*What is asked*. Transcribe all the records with complete accuracy.
— START OF Task input —
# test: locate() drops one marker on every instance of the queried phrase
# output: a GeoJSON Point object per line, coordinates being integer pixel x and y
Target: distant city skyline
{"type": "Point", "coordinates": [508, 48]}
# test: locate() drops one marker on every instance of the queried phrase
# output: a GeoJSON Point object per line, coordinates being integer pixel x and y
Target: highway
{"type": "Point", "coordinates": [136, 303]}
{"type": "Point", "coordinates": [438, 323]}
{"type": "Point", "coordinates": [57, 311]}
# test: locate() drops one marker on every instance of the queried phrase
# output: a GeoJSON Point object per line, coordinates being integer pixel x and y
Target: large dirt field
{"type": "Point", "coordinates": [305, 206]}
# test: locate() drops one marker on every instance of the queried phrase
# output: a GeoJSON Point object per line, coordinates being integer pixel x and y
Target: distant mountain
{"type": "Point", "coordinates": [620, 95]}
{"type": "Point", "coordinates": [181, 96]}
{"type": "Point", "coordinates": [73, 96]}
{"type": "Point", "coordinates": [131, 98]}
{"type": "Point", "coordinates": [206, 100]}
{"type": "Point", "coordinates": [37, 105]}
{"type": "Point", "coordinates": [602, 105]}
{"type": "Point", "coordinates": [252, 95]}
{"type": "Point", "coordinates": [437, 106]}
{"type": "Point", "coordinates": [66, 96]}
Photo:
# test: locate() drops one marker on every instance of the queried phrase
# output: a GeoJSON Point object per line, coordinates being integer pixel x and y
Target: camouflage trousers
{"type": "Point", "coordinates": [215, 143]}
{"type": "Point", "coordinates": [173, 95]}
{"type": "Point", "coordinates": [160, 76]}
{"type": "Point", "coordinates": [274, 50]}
— END OF Task input —
*The output*.
# test: locate() drops one marker on every instance of the queried phrase
# output: a GeoJSON Point object per line, coordinates being integer pixel x and y
Target: distant city skyline
{"type": "Point", "coordinates": [508, 48]}
# test: locate() drops one marker on every instance of the queried phrase
# output: a GeoJSON Point object per line, coordinates being integer pixel x and y
Target: highway
{"type": "Point", "coordinates": [136, 303]}
{"type": "Point", "coordinates": [438, 323]}
{"type": "Point", "coordinates": [57, 311]}
# test: locate() drops one marker on every instance of the queried phrase
# output: a GeoJSON Point object per line, coordinates being integer pixel x and y
Target: large dirt field
{"type": "Point", "coordinates": [305, 206]}
# test: locate() drops one marker on every instance of the queried phrase
# output: a GeoJSON Point object per line, coordinates being integer pixel x and y
Target: distant mountain
{"type": "Point", "coordinates": [620, 95]}
{"type": "Point", "coordinates": [181, 96]}
{"type": "Point", "coordinates": [73, 96]}
{"type": "Point", "coordinates": [131, 98]}
{"type": "Point", "coordinates": [206, 100]}
{"type": "Point", "coordinates": [37, 105]}
{"type": "Point", "coordinates": [602, 105]}
{"type": "Point", "coordinates": [252, 95]}
{"type": "Point", "coordinates": [437, 106]}
{"type": "Point", "coordinates": [66, 96]}
Photo:
# test: locate() drops one marker on every instance of the queried phrase
# output: a GeoJSON Point object per line, coordinates being integer pixel x and y
Target: camouflage trousers
{"type": "Point", "coordinates": [215, 143]}
{"type": "Point", "coordinates": [173, 95]}
{"type": "Point", "coordinates": [160, 76]}
{"type": "Point", "coordinates": [274, 50]}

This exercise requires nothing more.